- _TASK GOAL_
Nothing but the lines from the one containing "Give one point for each instance of the bird's leg" through the final line of the data should be repeated, and each must be exact.

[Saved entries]

---+---

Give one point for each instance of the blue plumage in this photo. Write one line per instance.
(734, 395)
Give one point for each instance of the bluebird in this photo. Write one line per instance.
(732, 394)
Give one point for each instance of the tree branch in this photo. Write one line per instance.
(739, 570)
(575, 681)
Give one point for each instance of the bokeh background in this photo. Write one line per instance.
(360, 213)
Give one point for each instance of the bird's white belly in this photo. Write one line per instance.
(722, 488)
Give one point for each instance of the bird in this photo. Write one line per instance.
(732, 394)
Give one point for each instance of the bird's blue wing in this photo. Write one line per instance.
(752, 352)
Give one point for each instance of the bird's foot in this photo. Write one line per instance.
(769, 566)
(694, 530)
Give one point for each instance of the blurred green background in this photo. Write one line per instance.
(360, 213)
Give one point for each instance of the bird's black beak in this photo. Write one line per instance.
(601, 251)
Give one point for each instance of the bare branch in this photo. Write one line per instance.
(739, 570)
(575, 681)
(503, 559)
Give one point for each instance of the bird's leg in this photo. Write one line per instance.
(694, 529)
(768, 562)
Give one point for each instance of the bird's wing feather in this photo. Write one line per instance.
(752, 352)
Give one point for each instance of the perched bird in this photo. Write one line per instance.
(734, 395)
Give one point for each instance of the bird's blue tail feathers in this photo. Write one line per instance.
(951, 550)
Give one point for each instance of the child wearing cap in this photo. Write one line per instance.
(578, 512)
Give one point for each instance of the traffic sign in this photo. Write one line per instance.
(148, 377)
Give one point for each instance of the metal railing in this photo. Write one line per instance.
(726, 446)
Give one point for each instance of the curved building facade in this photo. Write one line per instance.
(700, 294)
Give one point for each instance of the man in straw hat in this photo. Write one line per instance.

---+---

- _WRITTEN RESPONSE_
Give one point for each instance of the bird's leg in this photo. Write one line per instance.
(694, 529)
(768, 562)
Give one point for each instance of the bird's wing feather in this photo. Write one line per instance.
(752, 352)
Give one point for each instance of the perched bird in this photo. Write one line per instance.
(734, 395)
Give one point for each instance of the bird's blue tail feathers in this photo. Write one line per instance.
(951, 550)
Give one point for each instance of the child wearing cap in this photo. Write one line per instance.
(578, 512)
Give one point for each instance of the traffic sign in this photo. Write one line per instance.
(148, 377)
Give one point for each instance of the metal railing in this photo. Write one line per instance.
(726, 446)
Give one point for each instance of the curved building facade in this photo. Write one line per instance.
(700, 294)
Give one point for each instance of the man in straw hat in this photo. Write one line per instance.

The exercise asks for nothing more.